# start of DATA EXTRACT

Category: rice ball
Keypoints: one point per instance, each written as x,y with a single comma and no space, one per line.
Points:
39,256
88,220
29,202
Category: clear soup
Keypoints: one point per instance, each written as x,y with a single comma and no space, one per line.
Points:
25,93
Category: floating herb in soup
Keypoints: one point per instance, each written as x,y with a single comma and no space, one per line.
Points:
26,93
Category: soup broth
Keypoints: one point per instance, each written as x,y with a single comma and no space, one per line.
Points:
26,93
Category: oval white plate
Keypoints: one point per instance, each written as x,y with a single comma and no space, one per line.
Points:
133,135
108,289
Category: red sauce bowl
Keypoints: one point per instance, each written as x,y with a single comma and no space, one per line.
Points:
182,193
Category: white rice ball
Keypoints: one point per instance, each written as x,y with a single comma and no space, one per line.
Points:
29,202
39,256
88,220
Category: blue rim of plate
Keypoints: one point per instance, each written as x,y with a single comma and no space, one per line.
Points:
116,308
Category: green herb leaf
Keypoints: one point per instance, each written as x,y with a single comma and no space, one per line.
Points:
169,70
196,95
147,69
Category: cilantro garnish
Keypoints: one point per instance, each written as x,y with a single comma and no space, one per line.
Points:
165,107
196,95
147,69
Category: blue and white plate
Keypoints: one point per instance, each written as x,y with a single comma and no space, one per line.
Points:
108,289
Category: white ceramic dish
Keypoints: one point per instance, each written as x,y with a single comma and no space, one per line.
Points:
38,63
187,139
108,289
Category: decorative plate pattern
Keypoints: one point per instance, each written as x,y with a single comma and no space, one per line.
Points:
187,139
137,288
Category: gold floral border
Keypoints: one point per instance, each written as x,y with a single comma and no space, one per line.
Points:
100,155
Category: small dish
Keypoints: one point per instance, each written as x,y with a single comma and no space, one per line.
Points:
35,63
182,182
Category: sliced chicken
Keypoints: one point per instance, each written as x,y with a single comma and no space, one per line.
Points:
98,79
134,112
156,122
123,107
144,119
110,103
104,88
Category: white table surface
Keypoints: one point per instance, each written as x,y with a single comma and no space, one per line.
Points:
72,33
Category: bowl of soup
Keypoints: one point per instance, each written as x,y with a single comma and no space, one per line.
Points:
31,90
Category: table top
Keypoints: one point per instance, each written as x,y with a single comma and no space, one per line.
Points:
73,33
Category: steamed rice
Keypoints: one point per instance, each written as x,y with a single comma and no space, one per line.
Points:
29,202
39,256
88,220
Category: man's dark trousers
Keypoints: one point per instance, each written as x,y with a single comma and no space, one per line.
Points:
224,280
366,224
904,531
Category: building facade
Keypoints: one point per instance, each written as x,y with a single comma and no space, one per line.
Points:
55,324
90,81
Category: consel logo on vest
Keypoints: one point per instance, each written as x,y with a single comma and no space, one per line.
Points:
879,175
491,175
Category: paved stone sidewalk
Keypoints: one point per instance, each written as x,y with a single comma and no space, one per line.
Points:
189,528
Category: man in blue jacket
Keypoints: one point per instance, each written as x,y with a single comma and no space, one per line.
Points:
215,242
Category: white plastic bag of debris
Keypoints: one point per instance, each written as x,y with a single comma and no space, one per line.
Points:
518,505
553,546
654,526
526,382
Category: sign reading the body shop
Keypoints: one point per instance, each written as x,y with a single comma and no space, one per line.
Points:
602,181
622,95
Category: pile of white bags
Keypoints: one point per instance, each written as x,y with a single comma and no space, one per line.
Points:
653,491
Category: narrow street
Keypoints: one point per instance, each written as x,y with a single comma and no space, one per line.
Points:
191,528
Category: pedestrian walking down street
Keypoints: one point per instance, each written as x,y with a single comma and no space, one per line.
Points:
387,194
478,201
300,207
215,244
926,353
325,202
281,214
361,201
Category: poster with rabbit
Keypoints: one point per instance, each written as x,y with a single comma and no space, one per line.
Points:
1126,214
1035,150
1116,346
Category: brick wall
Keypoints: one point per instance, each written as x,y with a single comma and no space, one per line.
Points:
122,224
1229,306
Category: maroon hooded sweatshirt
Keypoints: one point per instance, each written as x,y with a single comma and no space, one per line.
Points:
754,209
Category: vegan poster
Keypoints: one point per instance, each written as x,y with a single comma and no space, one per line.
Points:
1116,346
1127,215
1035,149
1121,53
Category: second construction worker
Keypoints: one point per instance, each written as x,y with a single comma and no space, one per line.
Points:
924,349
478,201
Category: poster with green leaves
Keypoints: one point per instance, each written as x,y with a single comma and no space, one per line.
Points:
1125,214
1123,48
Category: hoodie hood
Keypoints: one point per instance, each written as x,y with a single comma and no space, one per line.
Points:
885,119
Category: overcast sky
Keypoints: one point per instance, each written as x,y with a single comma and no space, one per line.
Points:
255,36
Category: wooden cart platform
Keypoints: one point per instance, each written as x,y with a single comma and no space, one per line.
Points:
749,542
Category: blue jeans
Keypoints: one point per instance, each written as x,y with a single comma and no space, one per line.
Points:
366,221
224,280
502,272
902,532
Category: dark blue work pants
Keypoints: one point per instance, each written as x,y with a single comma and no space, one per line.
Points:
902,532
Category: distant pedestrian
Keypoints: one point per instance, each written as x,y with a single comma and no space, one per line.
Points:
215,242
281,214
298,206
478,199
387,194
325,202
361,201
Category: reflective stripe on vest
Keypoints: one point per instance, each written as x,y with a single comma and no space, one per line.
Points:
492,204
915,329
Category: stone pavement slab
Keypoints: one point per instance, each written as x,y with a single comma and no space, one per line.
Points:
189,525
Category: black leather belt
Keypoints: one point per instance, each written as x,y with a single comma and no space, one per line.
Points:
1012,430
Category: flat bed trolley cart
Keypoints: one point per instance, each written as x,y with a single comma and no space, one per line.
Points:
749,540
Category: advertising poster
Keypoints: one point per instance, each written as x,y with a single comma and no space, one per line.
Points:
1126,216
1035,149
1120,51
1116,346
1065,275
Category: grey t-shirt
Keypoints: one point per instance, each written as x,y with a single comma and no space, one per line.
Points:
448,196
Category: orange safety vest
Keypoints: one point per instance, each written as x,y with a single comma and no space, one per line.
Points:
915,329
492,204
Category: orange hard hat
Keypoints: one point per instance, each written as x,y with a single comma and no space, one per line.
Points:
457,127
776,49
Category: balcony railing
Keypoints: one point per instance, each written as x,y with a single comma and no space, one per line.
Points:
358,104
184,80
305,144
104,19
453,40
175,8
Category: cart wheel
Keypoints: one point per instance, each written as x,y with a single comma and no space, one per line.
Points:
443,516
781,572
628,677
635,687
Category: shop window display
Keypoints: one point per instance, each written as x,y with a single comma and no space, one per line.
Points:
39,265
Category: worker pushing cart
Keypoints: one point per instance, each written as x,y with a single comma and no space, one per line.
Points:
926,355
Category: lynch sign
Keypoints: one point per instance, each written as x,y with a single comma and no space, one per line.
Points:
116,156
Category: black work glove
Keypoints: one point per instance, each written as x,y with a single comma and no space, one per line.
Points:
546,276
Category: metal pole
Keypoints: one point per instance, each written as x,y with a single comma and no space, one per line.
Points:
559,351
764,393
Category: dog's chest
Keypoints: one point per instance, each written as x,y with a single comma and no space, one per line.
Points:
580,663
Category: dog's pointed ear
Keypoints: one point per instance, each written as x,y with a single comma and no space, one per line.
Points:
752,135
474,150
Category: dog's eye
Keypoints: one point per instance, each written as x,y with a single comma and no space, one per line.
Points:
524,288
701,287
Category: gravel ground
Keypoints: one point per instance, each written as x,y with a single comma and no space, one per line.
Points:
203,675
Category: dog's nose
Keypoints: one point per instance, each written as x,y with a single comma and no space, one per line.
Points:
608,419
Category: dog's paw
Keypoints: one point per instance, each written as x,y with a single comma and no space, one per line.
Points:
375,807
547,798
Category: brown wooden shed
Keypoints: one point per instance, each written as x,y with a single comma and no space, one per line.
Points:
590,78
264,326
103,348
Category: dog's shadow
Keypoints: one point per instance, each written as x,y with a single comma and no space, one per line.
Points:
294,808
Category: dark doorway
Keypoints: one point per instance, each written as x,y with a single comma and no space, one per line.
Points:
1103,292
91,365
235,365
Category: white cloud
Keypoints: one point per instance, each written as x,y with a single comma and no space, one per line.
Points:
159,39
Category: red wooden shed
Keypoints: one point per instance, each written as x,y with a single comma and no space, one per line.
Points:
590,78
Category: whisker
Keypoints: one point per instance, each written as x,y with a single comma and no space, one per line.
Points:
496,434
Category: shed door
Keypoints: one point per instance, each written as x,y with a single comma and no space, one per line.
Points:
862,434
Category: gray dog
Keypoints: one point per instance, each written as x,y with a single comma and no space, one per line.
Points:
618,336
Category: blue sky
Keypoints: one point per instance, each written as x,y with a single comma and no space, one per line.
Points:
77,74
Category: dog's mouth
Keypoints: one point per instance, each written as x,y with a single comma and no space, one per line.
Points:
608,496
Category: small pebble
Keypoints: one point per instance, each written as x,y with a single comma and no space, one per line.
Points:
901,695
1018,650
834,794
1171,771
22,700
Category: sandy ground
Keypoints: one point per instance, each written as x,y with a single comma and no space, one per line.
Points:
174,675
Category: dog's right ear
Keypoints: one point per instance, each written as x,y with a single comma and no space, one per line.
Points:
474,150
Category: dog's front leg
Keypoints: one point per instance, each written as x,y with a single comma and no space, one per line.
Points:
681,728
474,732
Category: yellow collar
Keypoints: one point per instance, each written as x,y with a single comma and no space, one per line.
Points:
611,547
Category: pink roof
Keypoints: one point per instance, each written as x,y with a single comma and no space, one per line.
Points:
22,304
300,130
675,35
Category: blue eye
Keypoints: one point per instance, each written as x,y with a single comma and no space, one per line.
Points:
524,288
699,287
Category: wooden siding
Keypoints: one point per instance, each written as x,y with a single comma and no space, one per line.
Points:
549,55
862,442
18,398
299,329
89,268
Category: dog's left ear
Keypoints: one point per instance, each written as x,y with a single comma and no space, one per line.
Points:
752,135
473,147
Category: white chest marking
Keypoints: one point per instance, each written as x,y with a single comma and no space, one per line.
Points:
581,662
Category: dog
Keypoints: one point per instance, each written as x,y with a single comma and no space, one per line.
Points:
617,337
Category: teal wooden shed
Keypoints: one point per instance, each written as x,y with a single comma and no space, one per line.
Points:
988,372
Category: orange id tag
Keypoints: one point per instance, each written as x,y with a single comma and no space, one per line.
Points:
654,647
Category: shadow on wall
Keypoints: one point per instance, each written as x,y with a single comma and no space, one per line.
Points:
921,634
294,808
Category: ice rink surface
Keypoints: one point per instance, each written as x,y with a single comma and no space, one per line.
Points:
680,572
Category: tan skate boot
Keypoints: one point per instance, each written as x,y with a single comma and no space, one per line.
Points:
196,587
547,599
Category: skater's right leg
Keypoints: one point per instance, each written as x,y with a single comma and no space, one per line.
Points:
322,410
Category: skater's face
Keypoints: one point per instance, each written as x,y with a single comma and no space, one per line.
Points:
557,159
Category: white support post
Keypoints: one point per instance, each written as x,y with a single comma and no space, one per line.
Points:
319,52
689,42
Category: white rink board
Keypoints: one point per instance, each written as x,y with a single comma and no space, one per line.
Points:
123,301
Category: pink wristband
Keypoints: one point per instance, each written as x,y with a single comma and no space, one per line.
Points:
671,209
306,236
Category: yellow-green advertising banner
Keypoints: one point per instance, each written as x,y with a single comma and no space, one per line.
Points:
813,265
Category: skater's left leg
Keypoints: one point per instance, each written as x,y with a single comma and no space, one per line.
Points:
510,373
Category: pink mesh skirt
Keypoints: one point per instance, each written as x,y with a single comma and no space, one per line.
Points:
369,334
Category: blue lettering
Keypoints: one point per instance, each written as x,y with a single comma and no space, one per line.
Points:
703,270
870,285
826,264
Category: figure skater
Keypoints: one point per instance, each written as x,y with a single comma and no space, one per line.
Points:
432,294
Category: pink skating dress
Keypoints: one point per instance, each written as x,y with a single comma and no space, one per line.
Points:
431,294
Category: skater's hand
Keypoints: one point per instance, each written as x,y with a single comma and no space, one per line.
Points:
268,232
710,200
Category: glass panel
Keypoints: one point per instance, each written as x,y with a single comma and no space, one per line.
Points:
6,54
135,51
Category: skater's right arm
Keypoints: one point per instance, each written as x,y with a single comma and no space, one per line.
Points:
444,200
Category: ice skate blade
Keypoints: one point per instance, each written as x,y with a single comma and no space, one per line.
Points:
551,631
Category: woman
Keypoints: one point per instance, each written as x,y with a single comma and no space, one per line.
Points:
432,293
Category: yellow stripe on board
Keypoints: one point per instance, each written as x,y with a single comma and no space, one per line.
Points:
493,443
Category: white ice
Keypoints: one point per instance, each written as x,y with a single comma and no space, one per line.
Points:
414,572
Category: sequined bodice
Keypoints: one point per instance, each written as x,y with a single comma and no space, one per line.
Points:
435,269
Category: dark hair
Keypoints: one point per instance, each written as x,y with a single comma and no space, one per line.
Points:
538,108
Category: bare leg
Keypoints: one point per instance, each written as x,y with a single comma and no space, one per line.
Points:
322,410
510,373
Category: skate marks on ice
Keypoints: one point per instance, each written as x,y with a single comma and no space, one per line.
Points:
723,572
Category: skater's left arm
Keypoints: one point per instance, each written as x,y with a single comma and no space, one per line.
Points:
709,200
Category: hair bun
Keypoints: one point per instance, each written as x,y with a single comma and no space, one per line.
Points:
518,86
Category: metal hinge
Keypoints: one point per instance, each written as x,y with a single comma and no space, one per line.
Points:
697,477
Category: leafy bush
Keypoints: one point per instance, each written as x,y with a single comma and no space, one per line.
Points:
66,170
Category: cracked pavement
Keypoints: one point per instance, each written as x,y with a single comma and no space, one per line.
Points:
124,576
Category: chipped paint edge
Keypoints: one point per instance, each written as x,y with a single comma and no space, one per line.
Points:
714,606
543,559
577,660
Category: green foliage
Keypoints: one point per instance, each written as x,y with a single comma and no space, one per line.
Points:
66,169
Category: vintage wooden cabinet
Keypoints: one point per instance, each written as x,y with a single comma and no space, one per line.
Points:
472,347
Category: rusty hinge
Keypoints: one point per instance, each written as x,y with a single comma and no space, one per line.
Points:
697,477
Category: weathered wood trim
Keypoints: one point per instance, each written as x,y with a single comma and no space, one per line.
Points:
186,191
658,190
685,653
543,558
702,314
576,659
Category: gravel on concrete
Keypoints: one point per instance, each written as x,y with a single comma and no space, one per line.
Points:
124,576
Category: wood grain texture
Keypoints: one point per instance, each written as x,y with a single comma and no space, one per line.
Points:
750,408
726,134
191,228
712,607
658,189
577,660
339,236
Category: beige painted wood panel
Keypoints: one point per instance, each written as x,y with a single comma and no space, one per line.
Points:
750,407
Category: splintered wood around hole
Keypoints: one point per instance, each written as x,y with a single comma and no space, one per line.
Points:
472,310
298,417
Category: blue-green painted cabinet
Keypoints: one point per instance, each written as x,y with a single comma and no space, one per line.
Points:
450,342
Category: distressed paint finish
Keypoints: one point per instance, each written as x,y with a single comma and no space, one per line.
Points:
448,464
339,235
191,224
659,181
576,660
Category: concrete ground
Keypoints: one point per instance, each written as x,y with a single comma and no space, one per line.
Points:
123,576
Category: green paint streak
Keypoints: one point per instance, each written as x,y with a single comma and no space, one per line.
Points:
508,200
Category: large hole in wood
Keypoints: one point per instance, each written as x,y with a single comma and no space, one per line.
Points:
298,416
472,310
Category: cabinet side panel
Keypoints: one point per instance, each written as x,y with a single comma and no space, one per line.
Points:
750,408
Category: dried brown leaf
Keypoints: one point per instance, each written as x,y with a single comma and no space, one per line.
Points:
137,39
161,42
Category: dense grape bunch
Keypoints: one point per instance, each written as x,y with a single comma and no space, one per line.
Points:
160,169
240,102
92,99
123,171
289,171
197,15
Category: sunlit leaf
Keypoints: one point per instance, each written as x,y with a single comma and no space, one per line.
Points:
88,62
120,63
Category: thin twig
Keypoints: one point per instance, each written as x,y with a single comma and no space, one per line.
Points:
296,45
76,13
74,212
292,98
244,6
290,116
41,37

# end of DATA EXTRACT

EXERCISE TASK
Repeat exactly the lines above from the line that contains "Category: splintered wood around hole" through the end. Include both of these ends; leave out everything else.

ANSWER TO THE PROBLEM
Category: splintered wood around hole
Keypoints: one point per instance, each written as x,y with a single comma and no space, one per line.
Points:
472,310
298,417
Category: blue-green painted cabinet
Keypoints: one point per instance, each written as x,y with a single comma and no space, one per line.
Points:
450,342
Category: distressed paint finish
Keypoints: one point per instance, each written as x,y with a single comma and no space, one per line.
Points:
448,464
339,235
191,224
659,181
576,660
Category: concrete ground
Keypoints: one point per instance, each written as x,y with a single comma and no space, one per line.
Points:
123,576
Category: green paint streak
Keypoints: one point per instance, each written as x,y with a single comma and no space, one per line.
Points:
508,200
Category: large hole in wood
Keypoints: one point per instance, each written as x,y with a single comma and no space, one per line.
Points:
298,416
472,310
Category: cabinet side panel
Keypoints: one point per instance, each written as x,y with a single comma and no space, one per line.
Points:
750,408
Category: dried brown leaf
Keypoints: one point per instance, each written as x,y with a single comma and no space, one per line.
Points:
137,39
161,42
Category: dense grape bunch
Keypoints: one point per instance, each written as x,y with a single comma and no space, one per line.
Points:
160,169
240,102
92,99
123,171
289,171
197,15
Category: sunlit leaf
Keypoints: one point per instance, each written as x,y with a single comma and no space, one per line.
Points:
88,62
120,63
Category: thin twig
Keypoints: one point per instance, each written as x,y with a single comma and no space, one per line.
Points:
296,45
76,13
74,212
292,98
244,6
290,116
41,37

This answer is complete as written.